Passage shown:

By Kate Robinson
I will never forget the feeling of joy that my 16-year-old self felt as I stepped on to the podium with my 200-yard medley relay team after finishing third at one of the biggest high school swim invitationals of the season.
I will also never forget the excitement that coursed through my veins one year later as I sprinted across the pool deck into my teammate’s arms upon hearing that we had just made the cut to swim in the finals at the state championship meet.
But as I watched Lia Thomas, the biological male-turned-female swimmer from the University of Pennsylvania place first in the women’s 500-yard freestyle at the national championships last week, I only felt disgusted.
Disgusted at the NCAA for its lax regulations, which are the reason Thomas is competing against women to begin with. Disgusted at USA Swimming for knowingly allowing this to happen, and disgusted that society has come to a point in which we are debating the merits of whether males should be competing against females.
It shouldn’t even be a question. Thomas is a biological male who went from being a decent, mid-500s ranked swimmer across all divisions in the men’s category to transitioning to a female and becoming a national champion.
Even though Thomas followed the NCAA’s shameful rules, which only require one year of testosterone suppressant to be eligible to compete, she still has the anatomic capabilities of a male that will never go away, like a larger heart for oxygen efficiency and bigger hands and feet to pull through the water more quickly – luxuries that cisgendered women are not afforded.
Thomas has advantages over the competition, and the proof lies in her swimming times. According to John Lohn, the editor-in-chief of Swimming World Magazine, there’s nearly an 11% difference between men’s and women’s record times. Since starting her transition and completing testosterone treatment, Thomas’s times have only slowed about three to six percent, nowhere close to the 11% average. It is evident that 12 months of treatment – or even the two and a half years that Thomas completed to even out hormonal levels that her body had spent over 20 years producing – will do next to nothing to put her in a place where she can fairly compete in the women’s division.
The science is undeniable, and recognizing it doesn’t make a person “transphobic,” as one British Parliament member recently claimed. Instead, it simply makes us team players who want an equal playing field for all.

Record excerpts:
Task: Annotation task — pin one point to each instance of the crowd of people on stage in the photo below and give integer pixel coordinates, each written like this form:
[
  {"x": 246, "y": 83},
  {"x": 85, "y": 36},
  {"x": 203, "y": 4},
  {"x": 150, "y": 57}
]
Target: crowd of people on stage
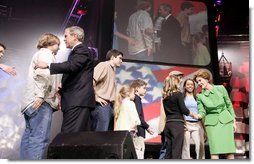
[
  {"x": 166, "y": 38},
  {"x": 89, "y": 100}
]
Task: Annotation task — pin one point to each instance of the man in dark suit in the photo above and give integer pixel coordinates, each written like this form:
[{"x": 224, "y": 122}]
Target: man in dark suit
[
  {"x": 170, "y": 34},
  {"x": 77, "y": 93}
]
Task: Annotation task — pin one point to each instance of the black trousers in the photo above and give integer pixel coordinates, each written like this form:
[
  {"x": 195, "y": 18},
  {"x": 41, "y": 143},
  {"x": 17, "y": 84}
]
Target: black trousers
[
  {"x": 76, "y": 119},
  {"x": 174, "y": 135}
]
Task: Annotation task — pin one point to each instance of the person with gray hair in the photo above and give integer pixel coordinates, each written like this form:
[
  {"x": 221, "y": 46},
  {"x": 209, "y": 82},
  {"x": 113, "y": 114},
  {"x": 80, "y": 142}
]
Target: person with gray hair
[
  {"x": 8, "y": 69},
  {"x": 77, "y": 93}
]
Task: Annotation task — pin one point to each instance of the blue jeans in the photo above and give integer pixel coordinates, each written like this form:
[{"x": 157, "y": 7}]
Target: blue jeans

...

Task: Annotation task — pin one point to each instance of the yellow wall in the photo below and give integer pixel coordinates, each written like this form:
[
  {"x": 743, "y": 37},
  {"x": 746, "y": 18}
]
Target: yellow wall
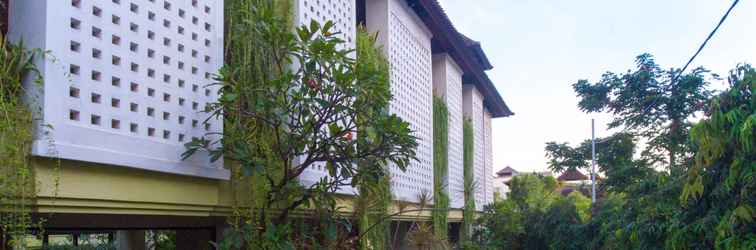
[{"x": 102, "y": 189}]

Your objective:
Can you reproduce the swimming column word for word, from "I will also" up to and including "only felt disgusted."? Work only from the swimming column and set the lines aside.

Final answer:
I will also never forget the excitement that coursed through my veins one year later as I sprinted across the pool deck into my teammate’s arms upon hearing that we had just made the cut to swim in the finals at the state championship meet.
But as I watched Lia Thomas, the biological male-turned-female swimmer from the University of Pennsylvania place first in the women’s 500-yard freestyle at the national championships last week, I only felt disgusted.